▶ _THE PROBLEM_:
In every record below, substitute "pin" for "marker" and keep everything else the same.

▶ _LISTED ENTRIES_:
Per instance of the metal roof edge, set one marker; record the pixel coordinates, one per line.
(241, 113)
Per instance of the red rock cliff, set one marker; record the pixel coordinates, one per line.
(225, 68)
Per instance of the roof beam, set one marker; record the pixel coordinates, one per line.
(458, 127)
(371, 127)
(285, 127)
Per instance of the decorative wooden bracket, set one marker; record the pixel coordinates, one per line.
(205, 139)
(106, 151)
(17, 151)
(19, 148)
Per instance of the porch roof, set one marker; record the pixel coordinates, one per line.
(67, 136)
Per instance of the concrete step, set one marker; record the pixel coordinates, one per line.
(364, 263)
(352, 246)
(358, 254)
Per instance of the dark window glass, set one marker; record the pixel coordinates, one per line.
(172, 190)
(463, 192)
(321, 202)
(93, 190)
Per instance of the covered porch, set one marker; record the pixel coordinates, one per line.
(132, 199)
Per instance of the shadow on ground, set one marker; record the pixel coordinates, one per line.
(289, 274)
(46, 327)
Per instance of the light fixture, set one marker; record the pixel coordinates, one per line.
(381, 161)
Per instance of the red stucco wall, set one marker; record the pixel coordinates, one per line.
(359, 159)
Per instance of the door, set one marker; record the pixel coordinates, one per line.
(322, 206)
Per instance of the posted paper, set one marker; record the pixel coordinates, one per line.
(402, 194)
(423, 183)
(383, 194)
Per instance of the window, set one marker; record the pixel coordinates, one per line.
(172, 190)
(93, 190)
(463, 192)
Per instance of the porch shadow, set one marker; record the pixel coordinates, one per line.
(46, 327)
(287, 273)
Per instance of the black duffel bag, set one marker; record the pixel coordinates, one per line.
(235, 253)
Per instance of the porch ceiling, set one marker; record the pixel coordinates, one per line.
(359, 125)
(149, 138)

▶ _RESPONSE_:
Per instance of the metal roof edge, set one pin; record the pixel coordinates, one per line.
(241, 113)
Per instance of the red rock cliff, set one pin; record the pixel coordinates, one per line.
(225, 68)
Per instance of the roof beam, set one pin; record the pixel coordinates, one per line.
(458, 127)
(371, 127)
(285, 127)
Per instance of the decorative wooden bracket, set one pin; record the pixel coordinates, one per line.
(205, 139)
(106, 151)
(17, 151)
(19, 148)
Per instance of the porch roof, set one pin; record the pixel coordinates, one per line.
(67, 136)
Per instance of the concrete step, set one pin; record the pixel coordinates, one per line.
(364, 263)
(352, 246)
(358, 254)
Per instance of the dark window glass, set one pin; record the pixel coordinates, one per line.
(172, 190)
(463, 192)
(321, 202)
(93, 190)
Per instance of the covered porch, set one pin; record the pixel coordinates, one per line.
(132, 199)
Per instance of the shadow on ground, set one pin; record the pixel coordinates, one per line.
(289, 274)
(46, 327)
Per instance of the light fixture, set one pin; record the pixel coordinates, one per line.
(381, 161)
Per instance of the red stucco wall, set one pin; record the pixel coordinates, one per line.
(359, 159)
Per instance of the door, set one pin; record the pixel coordinates, one per line.
(322, 206)
Per instance of the posted paper, set one pin; record the pixel coordinates, one per line.
(402, 194)
(423, 183)
(383, 194)
Per instance of the window, set one pin; record the pixel coordinates, one per line.
(172, 190)
(93, 190)
(463, 192)
Per instance of the porch shadow, set one pin; record the pixel coordinates, one per line.
(46, 327)
(287, 273)
Per instance of the black duffel bag, set one pin; record the pixel coordinates, one per line.
(235, 253)
Per instance of the porch ceiling, set one pin; record the pixel coordinates, one per line.
(359, 125)
(149, 138)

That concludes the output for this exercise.